- **Task inputs**:
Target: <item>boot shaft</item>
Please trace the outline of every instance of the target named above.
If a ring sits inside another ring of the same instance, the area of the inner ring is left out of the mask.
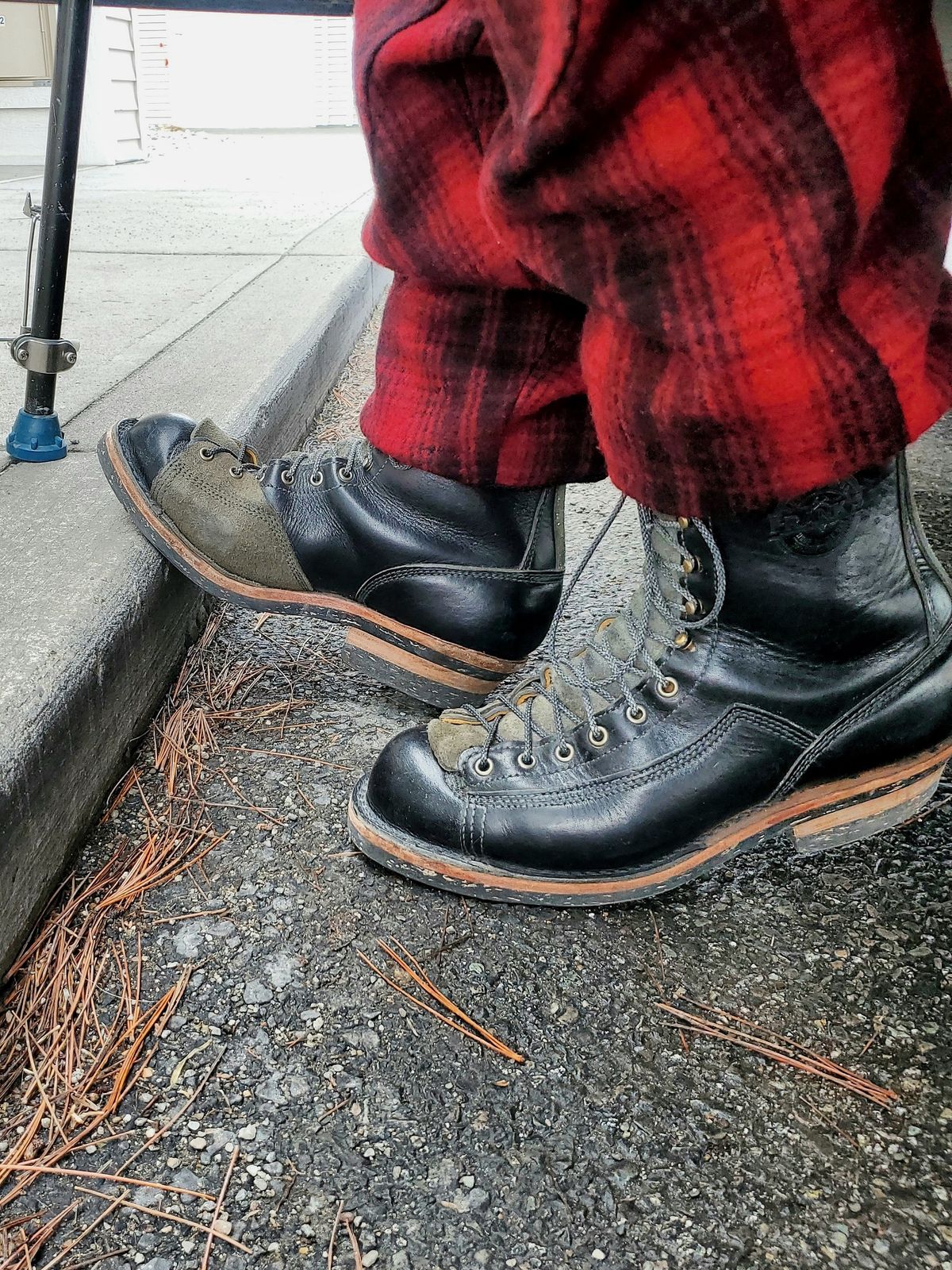
[[[952,588],[911,499],[905,458],[772,512],[712,525],[726,583],[718,625],[803,667],[913,655],[952,616]],[[693,535],[693,538],[692,538]],[[692,593],[713,589],[703,545]]]

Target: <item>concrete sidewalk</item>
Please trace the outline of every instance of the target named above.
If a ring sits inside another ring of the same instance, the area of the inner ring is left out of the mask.
[[[0,185],[10,331],[29,188]],[[128,526],[96,441],[171,408],[265,452],[297,442],[383,287],[359,246],[368,190],[344,128],[173,133],[147,164],[80,174],[63,324],[80,358],[58,389],[72,450],[0,458],[0,972],[202,616]],[[0,364],[5,433],[24,376]]]

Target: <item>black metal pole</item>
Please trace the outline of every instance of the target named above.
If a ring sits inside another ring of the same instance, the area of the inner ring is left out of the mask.
[[[61,334],[91,18],[93,0],[60,0],[30,315],[30,334],[39,339]],[[27,414],[52,414],[55,400],[56,376],[27,371]]]

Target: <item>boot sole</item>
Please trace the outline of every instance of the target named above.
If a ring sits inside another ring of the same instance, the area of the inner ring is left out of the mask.
[[[916,815],[929,801],[952,756],[952,743],[848,781],[816,785],[745,813],[677,857],[612,874],[543,874],[461,859],[404,834],[367,803],[367,777],[353,792],[350,838],[371,860],[415,881],[459,895],[551,908],[594,908],[650,899],[696,881],[744,851],[786,838],[800,852],[861,842]]]
[[[114,424],[96,450],[107,480],[138,531],[202,591],[242,608],[343,625],[344,655],[355,671],[439,709],[482,702],[522,665],[451,644],[331,592],[282,591],[226,573],[183,538],[142,490],[122,453],[117,429]]]

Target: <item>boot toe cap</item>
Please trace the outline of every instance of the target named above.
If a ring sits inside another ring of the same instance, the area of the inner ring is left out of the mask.
[[[126,458],[147,490],[159,472],[192,437],[195,420],[187,414],[162,411],[143,414],[121,428],[121,444]]]
[[[433,757],[426,729],[411,728],[395,737],[371,768],[367,805],[402,834],[453,850],[465,804],[451,781]]]

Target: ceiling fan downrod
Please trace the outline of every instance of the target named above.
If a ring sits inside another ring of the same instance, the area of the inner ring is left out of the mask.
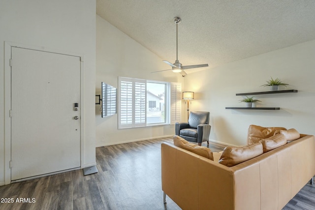
[[[174,18],[174,22],[176,24],[176,61],[175,62],[179,62],[178,60],[178,24],[181,23],[182,19],[179,17]],[[176,65],[176,64],[175,64]]]

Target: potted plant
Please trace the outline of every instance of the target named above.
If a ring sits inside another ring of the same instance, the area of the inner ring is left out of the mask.
[[[280,80],[278,78],[274,80],[272,77],[270,77],[271,78],[271,79],[266,81],[266,82],[267,82],[267,84],[265,85],[263,85],[261,86],[269,86],[270,87],[270,90],[277,91],[278,90],[278,87],[279,86],[282,85],[284,87],[286,87],[287,85],[289,85],[283,83],[281,80]]]
[[[254,107],[253,106],[253,103],[257,102],[258,101],[261,101],[259,100],[255,99],[254,96],[248,97],[246,96],[246,98],[244,98],[241,100],[240,100],[240,102],[245,102],[246,107]]]

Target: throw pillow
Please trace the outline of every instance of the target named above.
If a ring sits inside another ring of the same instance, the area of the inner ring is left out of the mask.
[[[277,130],[275,132],[275,135],[278,133],[284,135],[287,141],[294,141],[300,138],[300,133],[294,128],[291,128],[287,130]]]
[[[286,130],[282,127],[264,127],[259,125],[251,125],[248,128],[247,142],[252,144],[259,142],[261,139],[269,138],[274,135],[278,130]]]
[[[173,137],[174,145],[184,150],[188,150],[195,154],[213,160],[213,154],[210,149],[203,146],[198,146],[185,140],[183,138],[174,136]]]
[[[271,137],[264,139],[259,141],[262,144],[264,152],[270,151],[286,144],[286,139],[281,133],[275,134]]]
[[[262,154],[262,145],[258,142],[241,147],[226,147],[219,163],[227,167],[234,166]]]

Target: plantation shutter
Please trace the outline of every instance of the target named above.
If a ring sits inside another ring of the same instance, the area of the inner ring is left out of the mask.
[[[181,93],[182,84],[179,83],[171,83],[170,122],[171,124],[181,121]]]
[[[102,117],[115,114],[117,113],[117,102],[116,89],[106,83],[102,83]]]
[[[134,127],[143,126],[146,124],[146,82],[135,79],[134,82]]]
[[[146,80],[119,77],[118,128],[146,125]]]
[[[119,78],[118,128],[131,127],[132,124],[132,79]]]

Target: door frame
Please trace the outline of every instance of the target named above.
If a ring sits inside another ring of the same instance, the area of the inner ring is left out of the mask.
[[[11,182],[11,169],[10,165],[11,160],[11,74],[10,59],[11,58],[11,47],[18,47],[29,50],[34,50],[48,53],[57,53],[71,56],[75,56],[80,58],[80,168],[83,168],[84,160],[84,63],[83,55],[79,53],[65,52],[63,51],[52,49],[44,47],[29,46],[23,44],[16,43],[11,42],[4,42],[4,184]],[[72,169],[72,170],[75,170]],[[70,171],[72,170],[68,170]],[[66,171],[66,170],[65,171]],[[63,173],[64,171],[53,173],[50,175]],[[39,178],[47,175],[39,176]]]

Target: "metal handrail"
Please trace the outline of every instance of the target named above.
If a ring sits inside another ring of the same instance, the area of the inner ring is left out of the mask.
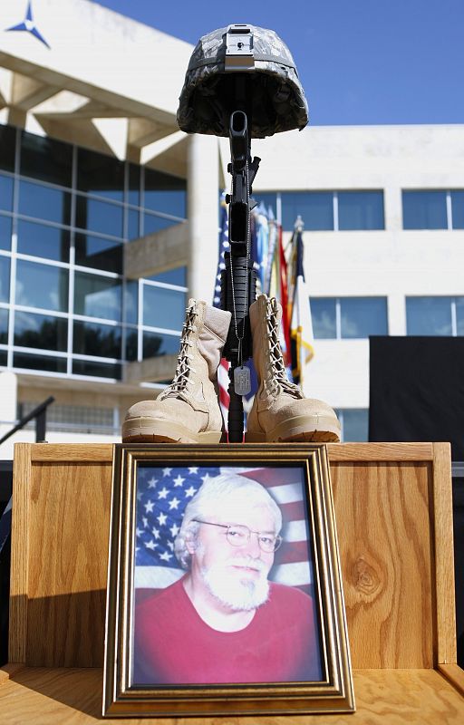
[[[54,402],[54,397],[50,395],[46,401],[37,405],[37,407],[31,411],[30,413],[27,413],[27,415],[24,415],[14,428],[12,428],[3,438],[0,438],[0,446],[11,438],[12,435],[21,430],[21,429],[24,428],[24,425],[27,425],[29,420],[32,420],[34,418],[35,419],[35,440],[37,442],[44,440],[45,438],[46,410],[53,402]]]

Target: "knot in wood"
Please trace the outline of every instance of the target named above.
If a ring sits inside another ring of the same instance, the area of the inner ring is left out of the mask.
[[[353,567],[353,583],[358,592],[372,597],[381,588],[381,578],[374,567],[359,556]]]

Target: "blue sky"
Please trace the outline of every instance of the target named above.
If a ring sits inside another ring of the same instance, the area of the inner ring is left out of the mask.
[[[464,0],[99,4],[191,44],[230,23],[272,28],[294,55],[313,125],[464,122]]]

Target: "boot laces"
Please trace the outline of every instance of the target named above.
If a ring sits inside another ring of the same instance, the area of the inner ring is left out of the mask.
[[[286,376],[284,356],[279,341],[279,319],[277,310],[273,306],[271,300],[267,300],[266,321],[267,326],[267,338],[269,340],[269,366],[267,382],[270,392],[276,394],[279,392],[292,395],[294,398],[302,398],[303,394],[295,382],[290,382]]]
[[[160,400],[168,397],[177,397],[179,392],[185,391],[192,382],[189,378],[190,372],[195,372],[191,366],[192,354],[190,348],[193,347],[191,341],[192,333],[197,332],[195,322],[197,321],[197,305],[192,303],[187,307],[185,322],[182,325],[182,334],[180,336],[180,349],[178,355],[176,372],[172,382],[160,395]]]

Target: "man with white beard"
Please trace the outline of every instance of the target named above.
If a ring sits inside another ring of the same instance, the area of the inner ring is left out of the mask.
[[[281,527],[256,481],[205,481],[175,541],[188,573],[136,607],[134,683],[321,680],[312,598],[267,578]]]

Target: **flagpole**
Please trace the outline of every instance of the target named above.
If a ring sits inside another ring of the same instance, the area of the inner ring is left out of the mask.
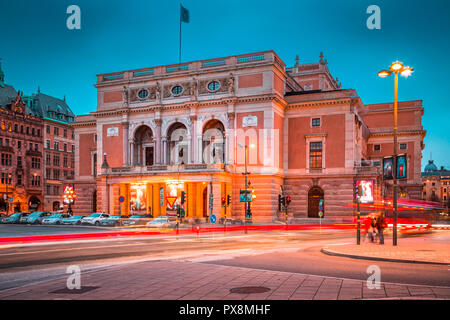
[[[180,47],[178,52],[178,64],[181,64],[181,3],[180,3]]]

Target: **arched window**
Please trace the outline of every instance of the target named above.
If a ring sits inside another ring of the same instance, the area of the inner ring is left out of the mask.
[[[225,162],[225,128],[216,119],[203,127],[202,158],[202,162],[207,164]]]
[[[167,132],[169,164],[189,163],[189,144],[186,126],[180,122],[172,124]]]
[[[154,149],[152,129],[146,125],[140,126],[134,134],[134,165],[152,166]]]

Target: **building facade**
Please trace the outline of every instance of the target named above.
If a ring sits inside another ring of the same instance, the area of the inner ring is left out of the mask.
[[[0,211],[60,210],[75,159],[74,114],[65,99],[40,90],[24,96],[5,83],[0,66],[0,111]]]
[[[441,166],[440,169],[429,160],[422,172],[423,200],[441,202],[450,207],[450,170]]]
[[[265,51],[101,74],[96,88],[97,110],[73,124],[74,212],[166,215],[184,191],[187,218],[223,217],[227,195],[227,217],[243,218],[246,164],[254,221],[284,221],[279,194],[292,198],[291,219],[318,217],[320,200],[327,216],[352,215],[358,180],[372,181],[374,201],[388,196],[380,161],[392,152],[392,104],[341,89],[322,54],[290,68]],[[422,103],[399,109],[402,186],[420,198]]]

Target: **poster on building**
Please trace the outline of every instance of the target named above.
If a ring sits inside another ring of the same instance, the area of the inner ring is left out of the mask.
[[[360,203],[373,203],[374,180],[356,180],[355,187],[360,190]],[[356,188],[355,188],[356,189]]]
[[[145,184],[130,185],[130,208],[132,213],[146,212],[147,186]]]
[[[394,159],[392,157],[386,157],[383,159],[383,179],[394,179]]]
[[[407,172],[408,167],[406,165],[406,154],[399,154],[397,156],[397,179],[406,179],[407,178]]]

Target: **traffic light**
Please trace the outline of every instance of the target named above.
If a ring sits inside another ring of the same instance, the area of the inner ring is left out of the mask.
[[[278,195],[278,210],[282,211],[284,206],[285,206],[285,197],[283,197],[281,194],[279,194]]]
[[[291,203],[291,196],[286,197],[286,205],[289,205]]]

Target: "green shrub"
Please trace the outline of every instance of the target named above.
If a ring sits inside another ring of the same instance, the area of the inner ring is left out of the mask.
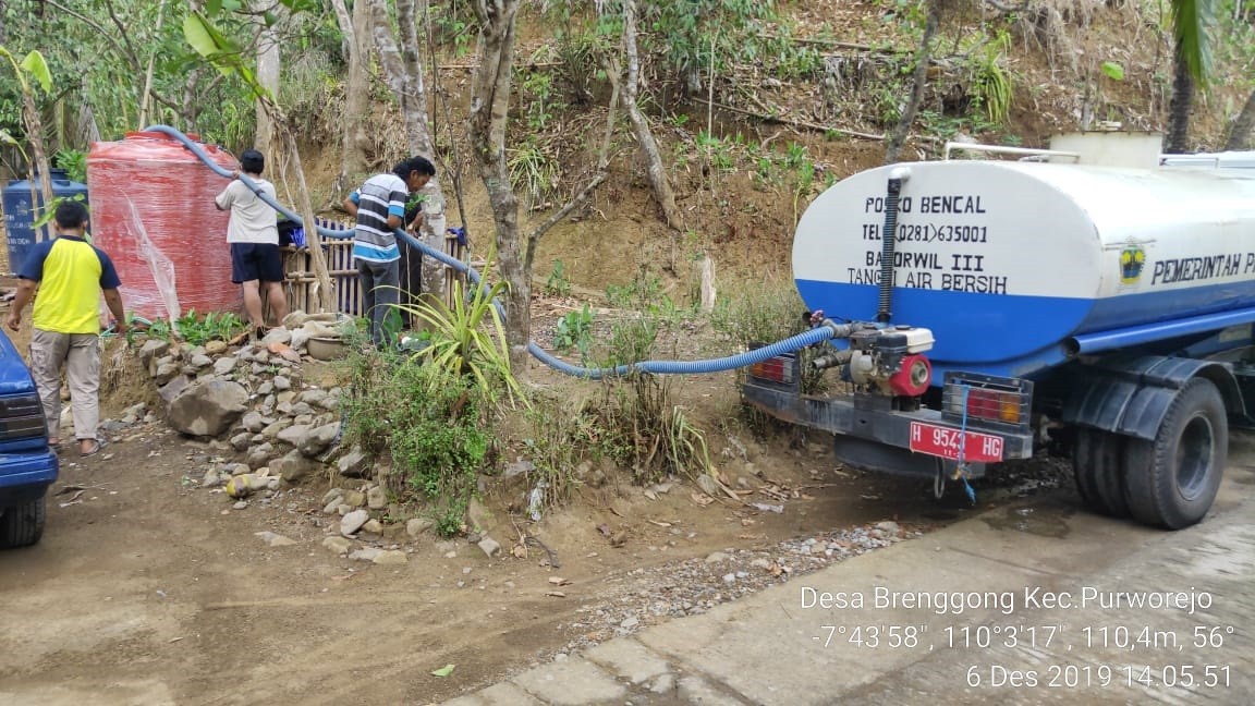
[[[351,354],[345,438],[387,451],[393,470],[382,480],[402,501],[422,501],[449,536],[461,531],[494,436],[473,378],[423,362],[399,352]]]

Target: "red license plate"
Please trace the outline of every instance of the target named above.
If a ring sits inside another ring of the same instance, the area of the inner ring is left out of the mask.
[[[964,441],[965,433],[966,442]],[[943,459],[959,459],[961,451],[964,461],[995,464],[1003,460],[1003,437],[911,422],[911,451],[941,456]]]

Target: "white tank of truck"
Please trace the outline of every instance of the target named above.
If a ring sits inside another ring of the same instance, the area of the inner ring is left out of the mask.
[[[1160,166],[1157,137],[1123,152],[1111,136],[1072,139],[1040,151],[1048,163],[919,162],[838,182],[797,229],[802,299],[833,319],[876,319],[896,168],[907,178],[891,322],[932,330],[934,384],[948,369],[1032,378],[1216,313],[1249,322],[1255,170]]]

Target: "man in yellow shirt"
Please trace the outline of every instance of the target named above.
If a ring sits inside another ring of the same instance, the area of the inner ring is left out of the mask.
[[[56,237],[36,242],[18,270],[18,295],[9,308],[10,329],[21,327],[21,312],[35,298],[31,314],[30,371],[48,420],[48,442],[60,443],[61,366],[70,386],[70,410],[79,453],[100,451],[100,293],[113,314],[114,330],[127,330],[118,294],[118,273],[103,250],[84,237],[87,207],[78,201],[56,206]]]

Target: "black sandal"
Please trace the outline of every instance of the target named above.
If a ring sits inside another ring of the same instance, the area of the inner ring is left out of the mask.
[[[88,456],[95,456],[97,453],[100,452],[102,448],[109,445],[109,442],[104,441],[103,438],[95,438],[93,441],[95,441],[95,446],[93,446],[89,451],[82,451],[79,453],[79,457],[87,459]]]

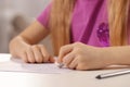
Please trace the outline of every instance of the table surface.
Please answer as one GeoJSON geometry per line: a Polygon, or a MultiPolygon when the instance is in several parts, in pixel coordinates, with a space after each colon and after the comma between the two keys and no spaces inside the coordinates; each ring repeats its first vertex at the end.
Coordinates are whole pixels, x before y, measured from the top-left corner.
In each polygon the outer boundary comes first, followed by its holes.
{"type": "MultiPolygon", "coordinates": [[[[0,62],[9,60],[10,57],[0,53],[0,62]]],[[[130,74],[95,78],[99,74],[114,71],[117,70],[74,71],[63,74],[0,72],[0,87],[130,87],[130,74]]]]}

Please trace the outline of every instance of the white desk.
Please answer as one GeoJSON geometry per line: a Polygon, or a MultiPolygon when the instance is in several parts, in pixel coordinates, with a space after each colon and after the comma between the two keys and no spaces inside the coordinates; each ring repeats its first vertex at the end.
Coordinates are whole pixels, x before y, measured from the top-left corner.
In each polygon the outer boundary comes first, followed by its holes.
{"type": "MultiPolygon", "coordinates": [[[[8,59],[10,54],[0,54],[8,59]]],[[[0,72],[0,87],[130,87],[130,74],[96,79],[95,76],[115,70],[72,72],[64,74],[36,74],[0,72]]]]}

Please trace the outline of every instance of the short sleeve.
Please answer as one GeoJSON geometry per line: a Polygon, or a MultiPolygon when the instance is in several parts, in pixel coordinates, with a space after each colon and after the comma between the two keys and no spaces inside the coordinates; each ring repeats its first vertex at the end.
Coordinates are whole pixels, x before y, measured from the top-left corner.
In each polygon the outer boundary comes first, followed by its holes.
{"type": "Polygon", "coordinates": [[[50,17],[51,4],[49,4],[41,14],[37,17],[37,21],[42,24],[46,28],[49,27],[49,17],[50,17]]]}

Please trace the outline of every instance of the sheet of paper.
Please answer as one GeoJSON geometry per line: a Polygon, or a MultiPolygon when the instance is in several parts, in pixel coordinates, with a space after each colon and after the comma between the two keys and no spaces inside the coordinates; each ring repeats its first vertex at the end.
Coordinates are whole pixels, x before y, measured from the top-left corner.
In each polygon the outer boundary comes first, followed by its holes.
{"type": "Polygon", "coordinates": [[[62,74],[72,71],[73,70],[68,70],[65,67],[58,69],[54,63],[29,64],[24,63],[20,59],[13,58],[11,58],[9,61],[0,62],[0,72],[62,74]]]}

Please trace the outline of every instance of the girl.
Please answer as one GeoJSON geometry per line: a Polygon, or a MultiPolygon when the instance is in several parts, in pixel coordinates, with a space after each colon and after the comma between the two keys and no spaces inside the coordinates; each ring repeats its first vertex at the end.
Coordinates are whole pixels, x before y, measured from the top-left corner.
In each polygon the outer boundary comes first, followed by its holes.
{"type": "Polygon", "coordinates": [[[53,0],[10,42],[10,52],[29,63],[54,62],[43,45],[36,45],[51,34],[57,62],[68,69],[129,65],[129,0],[53,0]]]}

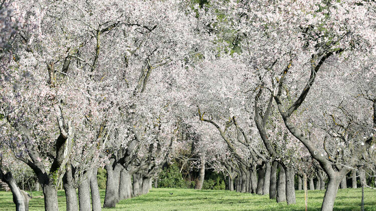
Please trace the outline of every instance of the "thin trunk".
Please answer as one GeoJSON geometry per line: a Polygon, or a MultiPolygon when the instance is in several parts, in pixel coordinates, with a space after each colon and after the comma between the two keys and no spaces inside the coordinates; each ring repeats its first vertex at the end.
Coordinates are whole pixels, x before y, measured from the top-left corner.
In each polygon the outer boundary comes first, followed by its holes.
{"type": "Polygon", "coordinates": [[[142,194],[146,194],[149,192],[150,178],[145,177],[142,181],[142,194]]]}
{"type": "Polygon", "coordinates": [[[298,190],[302,190],[302,177],[298,176],[298,190]]]}
{"type": "Polygon", "coordinates": [[[246,192],[250,192],[252,191],[252,188],[249,188],[249,181],[250,181],[250,175],[249,171],[246,170],[245,172],[246,174],[246,192]]]}
{"type": "MultiPolygon", "coordinates": [[[[65,190],[67,211],[77,211],[78,210],[78,202],[76,188],[74,186],[72,174],[72,166],[68,162],[67,163],[65,174],[63,176],[63,184],[65,190]]],[[[38,184],[39,184],[38,183],[38,184]]]]}
{"type": "Polygon", "coordinates": [[[80,206],[80,211],[88,211],[91,210],[90,184],[91,174],[89,172],[85,172],[78,185],[78,204],[80,206]]]}
{"type": "Polygon", "coordinates": [[[262,192],[264,195],[269,194],[270,189],[270,171],[271,165],[270,162],[269,160],[265,162],[265,176],[264,180],[264,186],[263,187],[262,192]]]}
{"type": "Polygon", "coordinates": [[[321,190],[321,182],[320,182],[320,178],[316,178],[317,180],[316,180],[316,190],[321,190]]]}
{"type": "Polygon", "coordinates": [[[140,195],[140,174],[134,174],[133,178],[133,197],[140,195]]]}
{"type": "Polygon", "coordinates": [[[285,172],[286,173],[286,199],[287,201],[287,204],[296,204],[295,170],[292,167],[286,167],[285,172]]]}
{"type": "Polygon", "coordinates": [[[45,184],[42,186],[45,199],[46,211],[58,210],[58,192],[52,184],[45,184]]]}
{"type": "MultiPolygon", "coordinates": [[[[132,197],[132,180],[129,172],[122,168],[120,172],[120,184],[119,185],[119,200],[122,200],[132,197]]],[[[154,186],[156,180],[154,180],[154,186]]]]}
{"type": "Polygon", "coordinates": [[[346,180],[346,176],[343,176],[343,178],[341,181],[341,189],[346,189],[347,188],[347,182],[346,180]]]}
{"type": "Polygon", "coordinates": [[[251,170],[249,171],[250,177],[251,178],[251,183],[252,184],[252,194],[257,192],[257,172],[256,168],[252,166],[251,170]]]}
{"type": "Polygon", "coordinates": [[[315,190],[315,184],[313,182],[313,177],[309,178],[309,190],[315,190]]]}
{"type": "Polygon", "coordinates": [[[154,178],[154,188],[158,188],[158,179],[156,178],[154,178]]]}
{"type": "Polygon", "coordinates": [[[278,174],[278,180],[277,182],[277,202],[286,202],[286,175],[285,170],[280,164],[279,174],[278,174]]]}
{"type": "Polygon", "coordinates": [[[352,188],[357,188],[357,186],[356,184],[356,170],[351,170],[351,180],[352,182],[352,188]]]}
{"type": "Polygon", "coordinates": [[[201,167],[199,172],[199,176],[196,180],[196,184],[195,186],[195,189],[201,190],[203,188],[204,184],[204,178],[205,177],[205,160],[201,158],[201,167]]]}
{"type": "Polygon", "coordinates": [[[277,167],[278,162],[273,160],[270,169],[270,186],[269,188],[269,197],[270,199],[277,198],[277,167]]]}
{"type": "Polygon", "coordinates": [[[97,174],[98,168],[94,168],[91,172],[90,177],[90,190],[91,190],[91,203],[93,211],[100,211],[102,210],[101,206],[101,196],[99,194],[99,187],[98,186],[98,179],[97,174]]]}
{"type": "Polygon", "coordinates": [[[257,170],[257,194],[262,195],[263,186],[264,186],[264,179],[265,176],[265,168],[263,166],[257,170]]]}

- **Aim of the exercise**: Collect every line in the rows above that contains the word "white" and copy each one in full.

- **Solution to the exercise**:
Target: "man with white beard"
Target: "white tank of truck"
Please trace the outline of every instance of the white desk.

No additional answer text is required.